- _EJERCICIO BREVE 1_: Resume en dos oraciones el texto sobre Daniel Scioli.
- _EJERCICIO BREVE 2_: Duplica del texto sobre Daniel Scioli el fragmento que comienza con "A mediados de" y sigue hasta "eso nunca sucedió.".

──────── FRAGMENTO SELECCIONADO

José Curiotto
Scioli se pasó las últimas semanas de campaña intentando explicar quién era, mientras se mostraba más kirchnerista que nunca.
José Curiotto
Twitter: @josecuriotto
En política, el guión de la película es lo de menos. Lo que realmente importa, en definitiva, es la escena del final. Así lo demuestra lo que acaba de suceder con Daniel Scioli.
A mediados de 2012, Cristina Fernández venía de ser reelecta con un apabullante 54% de los votos. En aquel momento, su imagen positiva superaba el 50%, según la mayoría de las encuestas de opinión. Sin embargo, había en el país otro político cuya imagen gozaba del mismo nivel de aprobación: Daniel Scioli, el reelecto gobernador de Buenos Aires.
En aquellos días que hoy parecen tan lejanos, la buena imagen de Scioli ya provocaba incomodidad en el núcleo duro del kirchnerismo. Lo realmente llamativo, por entonces, era que Scioli no se esforzaba demasiado por diferenciarse de la presidente. Tanto era así que, incluso, se sometía a sus maltratos públicos. Sin embargo, para la mayoría de los argentinos él representaba algo distinto. Con matices, muchos esperaban que en algún momento se quebrara aquella relación por conveniencia. Pero eso nunca sucedió.
Tres años y medio después, un Daniel Scioli acorralado frente al inesperado resultado de las presidenciales del 25 de octubre, no pudo convencer a gran parte del electorado de que él sería capaz de personificar un verdadero cambio en el modo de ejercer el poder.
Cuando dijo que sería más Scioli que nunca, no hizo otra cosa que desdibujar su propio perfil. El político conciliador y medido, intentó atacar a Mauricio Macri en un desesperado intento por atraer al votante dubitativo. Sin embargo, lo único que logró fue llevar la contienda a un terreno desconocido para él. Scioli, en definitiva, se pasó las últimas semanas de campaña intentando explicar quién era, mientras se mostraba más kirchnerista que nunca.

────────────────
──────── EXTRACTO DE DATOS

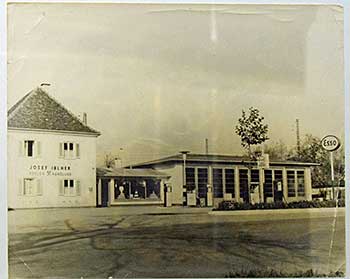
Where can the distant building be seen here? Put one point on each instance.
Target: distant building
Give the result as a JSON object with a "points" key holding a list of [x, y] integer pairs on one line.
{"points": [[228, 178], [51, 155]]}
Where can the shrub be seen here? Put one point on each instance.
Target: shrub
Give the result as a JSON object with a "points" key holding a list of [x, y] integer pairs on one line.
{"points": [[232, 205]]}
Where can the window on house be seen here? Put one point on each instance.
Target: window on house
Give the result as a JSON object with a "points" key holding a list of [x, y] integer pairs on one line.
{"points": [[30, 187], [255, 177], [279, 180], [202, 174], [291, 183], [69, 187], [230, 181], [69, 150], [268, 190], [301, 183], [217, 183], [243, 185], [190, 179]]}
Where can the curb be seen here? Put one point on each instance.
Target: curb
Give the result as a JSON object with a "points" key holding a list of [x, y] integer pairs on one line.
{"points": [[276, 211]]}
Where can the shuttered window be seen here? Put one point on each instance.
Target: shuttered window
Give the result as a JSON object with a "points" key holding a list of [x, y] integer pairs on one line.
{"points": [[217, 183], [230, 181], [30, 187], [69, 150], [202, 182], [190, 179], [291, 183], [301, 183]]}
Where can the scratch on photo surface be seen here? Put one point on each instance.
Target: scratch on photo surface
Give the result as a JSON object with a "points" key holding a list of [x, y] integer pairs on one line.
{"points": [[37, 23], [24, 263]]}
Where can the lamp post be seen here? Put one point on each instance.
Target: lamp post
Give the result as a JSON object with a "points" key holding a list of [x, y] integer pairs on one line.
{"points": [[184, 158]]}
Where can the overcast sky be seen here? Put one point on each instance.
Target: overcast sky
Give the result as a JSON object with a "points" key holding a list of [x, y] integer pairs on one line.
{"points": [[156, 79]]}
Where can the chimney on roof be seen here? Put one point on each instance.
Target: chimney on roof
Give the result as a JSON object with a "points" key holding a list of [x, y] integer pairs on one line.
{"points": [[85, 118]]}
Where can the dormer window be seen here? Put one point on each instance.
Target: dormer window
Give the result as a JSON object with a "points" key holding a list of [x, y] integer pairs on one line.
{"points": [[69, 150], [30, 148]]}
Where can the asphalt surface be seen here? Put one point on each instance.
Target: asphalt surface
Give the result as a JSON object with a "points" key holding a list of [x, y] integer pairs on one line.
{"points": [[171, 242]]}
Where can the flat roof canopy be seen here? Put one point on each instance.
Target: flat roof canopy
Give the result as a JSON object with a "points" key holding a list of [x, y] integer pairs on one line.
{"points": [[130, 173]]}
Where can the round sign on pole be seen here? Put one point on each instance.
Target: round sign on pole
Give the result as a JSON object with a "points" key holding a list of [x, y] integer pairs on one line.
{"points": [[330, 143]]}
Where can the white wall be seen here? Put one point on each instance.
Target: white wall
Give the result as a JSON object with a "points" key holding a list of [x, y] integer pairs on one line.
{"points": [[175, 171], [20, 167]]}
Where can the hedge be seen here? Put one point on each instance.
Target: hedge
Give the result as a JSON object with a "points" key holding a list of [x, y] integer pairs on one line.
{"points": [[232, 205], [272, 273]]}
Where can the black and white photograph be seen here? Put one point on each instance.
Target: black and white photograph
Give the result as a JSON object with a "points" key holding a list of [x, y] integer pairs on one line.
{"points": [[175, 140]]}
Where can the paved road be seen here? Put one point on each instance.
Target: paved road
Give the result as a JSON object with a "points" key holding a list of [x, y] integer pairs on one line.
{"points": [[170, 242]]}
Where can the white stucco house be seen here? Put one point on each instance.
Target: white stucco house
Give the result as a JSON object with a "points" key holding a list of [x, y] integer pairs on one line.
{"points": [[51, 155]]}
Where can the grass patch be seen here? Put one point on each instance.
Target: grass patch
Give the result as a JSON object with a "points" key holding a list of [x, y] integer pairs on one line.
{"points": [[272, 273]]}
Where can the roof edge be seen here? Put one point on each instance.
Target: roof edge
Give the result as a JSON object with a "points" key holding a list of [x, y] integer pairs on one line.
{"points": [[95, 134]]}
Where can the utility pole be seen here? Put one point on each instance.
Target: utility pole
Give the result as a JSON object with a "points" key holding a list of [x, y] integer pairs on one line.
{"points": [[298, 136], [184, 187], [206, 146]]}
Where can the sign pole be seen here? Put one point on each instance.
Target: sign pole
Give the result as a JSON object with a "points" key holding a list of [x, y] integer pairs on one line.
{"points": [[332, 174], [331, 143]]}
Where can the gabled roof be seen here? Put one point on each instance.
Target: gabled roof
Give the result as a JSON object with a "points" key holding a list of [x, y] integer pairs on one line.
{"points": [[123, 172], [216, 158], [39, 111]]}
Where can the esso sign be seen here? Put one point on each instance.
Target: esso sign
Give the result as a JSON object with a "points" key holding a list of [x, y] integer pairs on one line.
{"points": [[330, 143]]}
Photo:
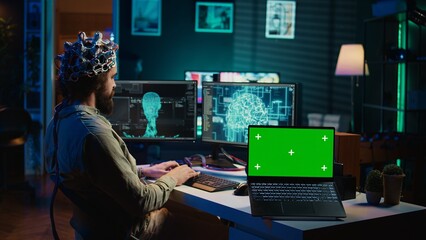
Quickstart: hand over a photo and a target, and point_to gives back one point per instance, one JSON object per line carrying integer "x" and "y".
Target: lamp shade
{"x": 351, "y": 60}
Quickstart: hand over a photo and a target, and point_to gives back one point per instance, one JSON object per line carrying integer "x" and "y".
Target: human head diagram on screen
{"x": 151, "y": 104}
{"x": 245, "y": 109}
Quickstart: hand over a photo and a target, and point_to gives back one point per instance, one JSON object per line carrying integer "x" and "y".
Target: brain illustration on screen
{"x": 151, "y": 105}
{"x": 244, "y": 110}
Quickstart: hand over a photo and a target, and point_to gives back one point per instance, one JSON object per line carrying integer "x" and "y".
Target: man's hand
{"x": 182, "y": 173}
{"x": 158, "y": 170}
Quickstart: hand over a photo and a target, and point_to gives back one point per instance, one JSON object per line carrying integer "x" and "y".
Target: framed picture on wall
{"x": 146, "y": 17}
{"x": 280, "y": 19}
{"x": 214, "y": 17}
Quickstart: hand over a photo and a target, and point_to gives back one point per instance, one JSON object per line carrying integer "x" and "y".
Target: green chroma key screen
{"x": 290, "y": 152}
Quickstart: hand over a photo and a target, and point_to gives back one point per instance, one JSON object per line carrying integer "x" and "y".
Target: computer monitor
{"x": 229, "y": 108}
{"x": 161, "y": 110}
{"x": 253, "y": 77}
{"x": 200, "y": 76}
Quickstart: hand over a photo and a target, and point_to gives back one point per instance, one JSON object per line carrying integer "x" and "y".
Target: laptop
{"x": 292, "y": 156}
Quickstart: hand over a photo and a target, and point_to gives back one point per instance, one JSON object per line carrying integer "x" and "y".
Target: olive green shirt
{"x": 97, "y": 168}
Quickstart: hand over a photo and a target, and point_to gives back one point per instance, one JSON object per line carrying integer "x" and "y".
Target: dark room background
{"x": 309, "y": 59}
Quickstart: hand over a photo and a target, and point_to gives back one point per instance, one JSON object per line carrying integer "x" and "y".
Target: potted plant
{"x": 393, "y": 177}
{"x": 374, "y": 187}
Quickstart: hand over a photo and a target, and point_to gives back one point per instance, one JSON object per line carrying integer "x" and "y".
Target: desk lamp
{"x": 351, "y": 63}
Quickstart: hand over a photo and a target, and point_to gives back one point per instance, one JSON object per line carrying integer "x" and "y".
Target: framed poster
{"x": 214, "y": 17}
{"x": 146, "y": 17}
{"x": 280, "y": 19}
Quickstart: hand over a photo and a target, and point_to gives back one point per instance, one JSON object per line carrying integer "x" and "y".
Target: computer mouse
{"x": 241, "y": 189}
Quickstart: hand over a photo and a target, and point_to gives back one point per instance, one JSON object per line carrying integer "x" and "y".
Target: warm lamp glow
{"x": 351, "y": 60}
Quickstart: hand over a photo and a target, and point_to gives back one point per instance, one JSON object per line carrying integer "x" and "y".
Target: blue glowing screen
{"x": 229, "y": 108}
{"x": 155, "y": 110}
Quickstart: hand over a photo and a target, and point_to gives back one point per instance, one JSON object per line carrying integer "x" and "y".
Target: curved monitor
{"x": 229, "y": 108}
{"x": 155, "y": 110}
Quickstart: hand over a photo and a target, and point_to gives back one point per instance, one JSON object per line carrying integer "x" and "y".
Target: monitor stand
{"x": 221, "y": 159}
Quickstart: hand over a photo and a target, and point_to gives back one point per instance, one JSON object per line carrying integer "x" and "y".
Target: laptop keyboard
{"x": 300, "y": 192}
{"x": 211, "y": 183}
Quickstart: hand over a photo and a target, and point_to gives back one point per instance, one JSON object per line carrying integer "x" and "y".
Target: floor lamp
{"x": 351, "y": 63}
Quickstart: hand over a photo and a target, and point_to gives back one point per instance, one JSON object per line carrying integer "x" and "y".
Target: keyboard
{"x": 211, "y": 183}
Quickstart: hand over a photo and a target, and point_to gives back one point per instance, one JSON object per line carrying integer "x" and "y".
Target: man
{"x": 96, "y": 171}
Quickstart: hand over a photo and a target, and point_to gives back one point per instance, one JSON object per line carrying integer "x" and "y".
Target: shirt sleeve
{"x": 113, "y": 173}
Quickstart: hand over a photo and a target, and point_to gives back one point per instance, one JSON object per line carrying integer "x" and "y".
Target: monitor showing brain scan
{"x": 229, "y": 108}
{"x": 155, "y": 110}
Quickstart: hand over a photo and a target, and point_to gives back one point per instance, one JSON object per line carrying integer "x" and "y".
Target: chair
{"x": 340, "y": 122}
{"x": 15, "y": 125}
{"x": 315, "y": 119}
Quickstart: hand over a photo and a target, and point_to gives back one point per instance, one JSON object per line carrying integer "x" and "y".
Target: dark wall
{"x": 11, "y": 54}
{"x": 309, "y": 59}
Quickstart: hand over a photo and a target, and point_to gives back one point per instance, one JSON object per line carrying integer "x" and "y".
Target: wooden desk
{"x": 363, "y": 221}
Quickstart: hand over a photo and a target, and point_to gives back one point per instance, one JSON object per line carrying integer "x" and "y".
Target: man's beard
{"x": 104, "y": 102}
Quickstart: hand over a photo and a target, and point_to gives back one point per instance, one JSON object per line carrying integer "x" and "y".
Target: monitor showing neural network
{"x": 229, "y": 108}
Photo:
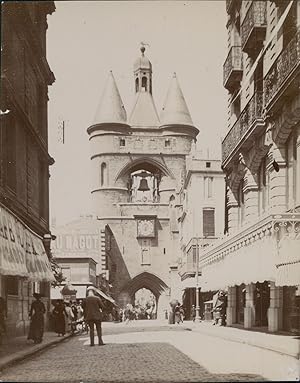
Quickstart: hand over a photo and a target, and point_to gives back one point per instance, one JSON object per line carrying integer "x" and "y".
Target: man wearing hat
{"x": 93, "y": 314}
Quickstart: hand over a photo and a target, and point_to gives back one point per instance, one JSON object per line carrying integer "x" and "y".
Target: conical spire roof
{"x": 175, "y": 110}
{"x": 144, "y": 113}
{"x": 111, "y": 108}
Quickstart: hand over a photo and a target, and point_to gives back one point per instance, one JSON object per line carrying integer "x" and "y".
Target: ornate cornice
{"x": 269, "y": 226}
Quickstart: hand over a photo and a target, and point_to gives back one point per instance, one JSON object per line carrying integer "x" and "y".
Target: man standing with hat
{"x": 93, "y": 314}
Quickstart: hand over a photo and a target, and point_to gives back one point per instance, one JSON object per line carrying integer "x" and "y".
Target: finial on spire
{"x": 143, "y": 45}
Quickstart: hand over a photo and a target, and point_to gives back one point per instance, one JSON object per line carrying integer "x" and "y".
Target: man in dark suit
{"x": 93, "y": 315}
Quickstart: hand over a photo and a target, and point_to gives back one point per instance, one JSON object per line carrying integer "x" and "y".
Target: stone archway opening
{"x": 145, "y": 304}
{"x": 158, "y": 288}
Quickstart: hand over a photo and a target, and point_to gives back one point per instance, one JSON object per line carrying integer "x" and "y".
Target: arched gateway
{"x": 150, "y": 282}
{"x": 138, "y": 169}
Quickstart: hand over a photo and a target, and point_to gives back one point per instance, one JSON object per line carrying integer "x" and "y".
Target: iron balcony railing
{"x": 283, "y": 67}
{"x": 251, "y": 113}
{"x": 275, "y": 225}
{"x": 255, "y": 18}
{"x": 233, "y": 67}
{"x": 231, "y": 4}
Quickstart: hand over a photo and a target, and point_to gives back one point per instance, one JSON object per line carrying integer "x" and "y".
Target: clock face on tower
{"x": 146, "y": 228}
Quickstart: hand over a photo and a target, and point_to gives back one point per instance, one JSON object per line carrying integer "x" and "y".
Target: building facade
{"x": 201, "y": 221}
{"x": 139, "y": 167}
{"x": 258, "y": 261}
{"x": 77, "y": 251}
{"x": 24, "y": 160}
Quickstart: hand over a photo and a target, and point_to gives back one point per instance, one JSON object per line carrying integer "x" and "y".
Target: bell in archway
{"x": 143, "y": 185}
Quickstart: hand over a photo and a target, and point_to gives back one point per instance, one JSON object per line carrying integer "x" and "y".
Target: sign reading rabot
{"x": 76, "y": 243}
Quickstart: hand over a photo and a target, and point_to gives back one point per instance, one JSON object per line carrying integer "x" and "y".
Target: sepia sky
{"x": 87, "y": 39}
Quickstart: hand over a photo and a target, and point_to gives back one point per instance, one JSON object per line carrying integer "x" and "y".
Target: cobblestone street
{"x": 131, "y": 354}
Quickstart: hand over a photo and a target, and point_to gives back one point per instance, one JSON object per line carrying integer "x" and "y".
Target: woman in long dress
{"x": 177, "y": 314}
{"x": 37, "y": 311}
{"x": 69, "y": 317}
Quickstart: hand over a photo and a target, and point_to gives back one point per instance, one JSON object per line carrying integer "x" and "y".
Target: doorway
{"x": 240, "y": 303}
{"x": 262, "y": 303}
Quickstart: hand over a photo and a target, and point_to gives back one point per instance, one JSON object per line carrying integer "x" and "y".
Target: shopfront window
{"x": 263, "y": 187}
{"x": 12, "y": 285}
{"x": 291, "y": 159}
{"x": 241, "y": 203}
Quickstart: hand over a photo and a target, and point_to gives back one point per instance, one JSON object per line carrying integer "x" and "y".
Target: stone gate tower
{"x": 138, "y": 167}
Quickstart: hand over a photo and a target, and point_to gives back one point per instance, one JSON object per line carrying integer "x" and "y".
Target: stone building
{"x": 139, "y": 167}
{"x": 259, "y": 259}
{"x": 24, "y": 159}
{"x": 201, "y": 220}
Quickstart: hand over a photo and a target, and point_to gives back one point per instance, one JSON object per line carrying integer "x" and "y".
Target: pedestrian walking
{"x": 127, "y": 313}
{"x": 181, "y": 314}
{"x": 69, "y": 317}
{"x": 93, "y": 315}
{"x": 193, "y": 313}
{"x": 59, "y": 315}
{"x": 3, "y": 313}
{"x": 36, "y": 314}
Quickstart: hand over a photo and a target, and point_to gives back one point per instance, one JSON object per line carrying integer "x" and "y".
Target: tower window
{"x": 144, "y": 83}
{"x": 136, "y": 84}
{"x": 208, "y": 222}
{"x": 103, "y": 174}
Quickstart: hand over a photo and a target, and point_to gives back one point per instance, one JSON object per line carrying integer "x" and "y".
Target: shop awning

────────────────

- _RESPUESTA ESCRITA 1_: A mediados de 2012, Daniel Scioli, reelecto gobernador de Buenos Aires, tenía el mismo nivel de aprobación que Cristina Fernández y no se esforzaba por diferenciarse de ella, aunque muchos argentinos esperaban que se quebrara esa relación por conveniencia. Tras el inesperado resultado de las presidenciales del 25 de octubre, no logró convencer a gran parte del electorado de que encarnaría un verdadero cambio y pasó las últimas semanas de campaña intentando explicar quién era mientras se mostraba más kirchnerista que nunca.

- _RESPUESTA ESCRITA 2_:
A mediados de 2012, Cristina Fernández venía de ser reelecta con un apabullante 54% de los votos. En aquel momento, su imagen positiva superaba el 50%, según la mayoría de las encuestas de opinión. Sin embargo, había en el país otro político cuya imagen gozaba del mismo nivel de aprobación: Daniel Scioli, el reelecto gobernador de Buenos Aires.
En aquellos días que hoy parecen tan lejanos, la buena imagen de Scioli ya provocaba incomodidad en el núcleo duro del kirchnerismo. Lo realmente llamativo, por entonces, era que Scioli no se esforzaba demasiado por diferenciarse de la presidente. Tanto era así que, incluso, se sometía a sus maltratos públicos. Sin embargo, para la mayoría de los argentinos él representaba algo distinto. Con matices, muchos esperaban que en algún momento se quebrara aquella relación por conveniencia. Pero eso nunca sucedió.